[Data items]
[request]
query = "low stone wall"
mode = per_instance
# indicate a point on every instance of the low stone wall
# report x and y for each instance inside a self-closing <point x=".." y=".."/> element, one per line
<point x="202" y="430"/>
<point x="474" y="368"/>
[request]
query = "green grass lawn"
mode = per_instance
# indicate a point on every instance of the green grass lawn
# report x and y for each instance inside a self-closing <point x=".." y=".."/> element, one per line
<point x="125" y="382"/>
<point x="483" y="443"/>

* * *

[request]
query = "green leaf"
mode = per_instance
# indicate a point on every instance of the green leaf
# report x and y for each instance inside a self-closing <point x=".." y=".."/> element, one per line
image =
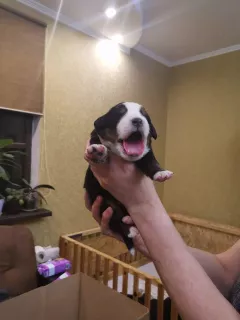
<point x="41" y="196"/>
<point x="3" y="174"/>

__TASK TO CARRY OUT__: Pull every line containing the word "grass" out of the entries above.

__EXERCISE SOLUTION__:
query = "green grass lawn"
# indicate a point on every instance of the green grass lawn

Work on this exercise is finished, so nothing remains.